DATASET EXTRACT >>
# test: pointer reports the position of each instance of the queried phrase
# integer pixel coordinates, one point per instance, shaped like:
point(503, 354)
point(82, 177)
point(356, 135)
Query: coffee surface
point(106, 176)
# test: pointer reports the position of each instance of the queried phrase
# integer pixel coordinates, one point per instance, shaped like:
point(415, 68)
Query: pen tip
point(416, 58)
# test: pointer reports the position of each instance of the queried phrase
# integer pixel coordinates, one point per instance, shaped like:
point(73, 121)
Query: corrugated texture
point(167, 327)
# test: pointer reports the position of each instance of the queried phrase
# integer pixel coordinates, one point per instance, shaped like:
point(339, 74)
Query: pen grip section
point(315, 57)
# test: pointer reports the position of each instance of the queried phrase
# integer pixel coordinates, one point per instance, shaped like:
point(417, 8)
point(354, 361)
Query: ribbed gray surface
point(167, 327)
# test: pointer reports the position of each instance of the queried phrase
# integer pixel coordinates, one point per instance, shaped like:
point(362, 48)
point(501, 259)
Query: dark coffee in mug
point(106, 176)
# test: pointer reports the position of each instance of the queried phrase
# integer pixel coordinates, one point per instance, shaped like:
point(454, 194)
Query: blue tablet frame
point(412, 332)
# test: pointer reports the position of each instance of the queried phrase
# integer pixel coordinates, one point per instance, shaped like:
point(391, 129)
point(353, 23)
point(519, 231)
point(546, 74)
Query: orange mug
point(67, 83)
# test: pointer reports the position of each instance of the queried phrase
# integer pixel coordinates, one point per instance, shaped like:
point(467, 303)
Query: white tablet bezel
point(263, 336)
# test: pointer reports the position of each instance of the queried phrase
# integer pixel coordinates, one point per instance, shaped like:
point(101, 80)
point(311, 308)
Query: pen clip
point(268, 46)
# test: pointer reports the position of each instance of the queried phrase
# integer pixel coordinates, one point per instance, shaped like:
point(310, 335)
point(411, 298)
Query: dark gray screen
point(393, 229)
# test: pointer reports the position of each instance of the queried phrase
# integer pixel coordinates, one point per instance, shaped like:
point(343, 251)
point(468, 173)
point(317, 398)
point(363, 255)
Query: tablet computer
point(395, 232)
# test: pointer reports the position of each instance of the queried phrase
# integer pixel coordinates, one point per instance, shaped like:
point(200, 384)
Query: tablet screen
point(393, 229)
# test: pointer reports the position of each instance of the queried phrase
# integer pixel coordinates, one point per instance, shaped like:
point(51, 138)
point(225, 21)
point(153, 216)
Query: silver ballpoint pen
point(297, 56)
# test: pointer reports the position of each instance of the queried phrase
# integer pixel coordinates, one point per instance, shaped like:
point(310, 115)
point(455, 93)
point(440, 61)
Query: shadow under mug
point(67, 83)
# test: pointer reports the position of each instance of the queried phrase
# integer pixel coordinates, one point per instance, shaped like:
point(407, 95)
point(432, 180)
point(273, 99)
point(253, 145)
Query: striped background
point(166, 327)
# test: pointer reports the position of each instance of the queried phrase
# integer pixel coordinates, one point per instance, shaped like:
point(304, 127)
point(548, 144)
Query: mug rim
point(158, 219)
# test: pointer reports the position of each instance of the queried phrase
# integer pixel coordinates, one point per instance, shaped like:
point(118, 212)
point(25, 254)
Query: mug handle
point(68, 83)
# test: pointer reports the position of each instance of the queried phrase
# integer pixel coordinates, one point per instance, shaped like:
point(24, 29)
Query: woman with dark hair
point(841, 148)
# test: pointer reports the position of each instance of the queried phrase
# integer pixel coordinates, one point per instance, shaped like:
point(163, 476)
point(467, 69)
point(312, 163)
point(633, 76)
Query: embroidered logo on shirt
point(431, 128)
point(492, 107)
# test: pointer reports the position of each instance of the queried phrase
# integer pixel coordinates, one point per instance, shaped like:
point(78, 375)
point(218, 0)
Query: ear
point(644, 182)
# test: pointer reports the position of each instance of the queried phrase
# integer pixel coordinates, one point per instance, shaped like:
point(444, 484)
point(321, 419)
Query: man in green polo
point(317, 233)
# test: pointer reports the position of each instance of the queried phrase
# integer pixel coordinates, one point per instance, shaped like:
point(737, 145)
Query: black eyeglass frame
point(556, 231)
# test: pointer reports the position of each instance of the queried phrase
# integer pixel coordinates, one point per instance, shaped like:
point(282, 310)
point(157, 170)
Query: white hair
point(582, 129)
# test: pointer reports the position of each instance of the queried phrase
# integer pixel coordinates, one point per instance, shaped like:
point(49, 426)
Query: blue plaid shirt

WHAT TO PRODUCE >>
Starting from the first row and ending after the row that contains "point(416, 58)", write those rows out again with every "pointer" changed to "locator" and nothing else altered.

SOLUTION >>
# test: locator reports the position of each instance of the queried phrase
# integer pixel coordinates, one point per instance, shaped like:
point(503, 354)
point(82, 177)
point(356, 135)
Query: coffee surface
point(106, 176)
# test: locator reports the position of each instance of the queried phrase
# integer pixel coordinates, one point per instance, shaped like:
point(415, 68)
Query: pen tip
point(416, 58)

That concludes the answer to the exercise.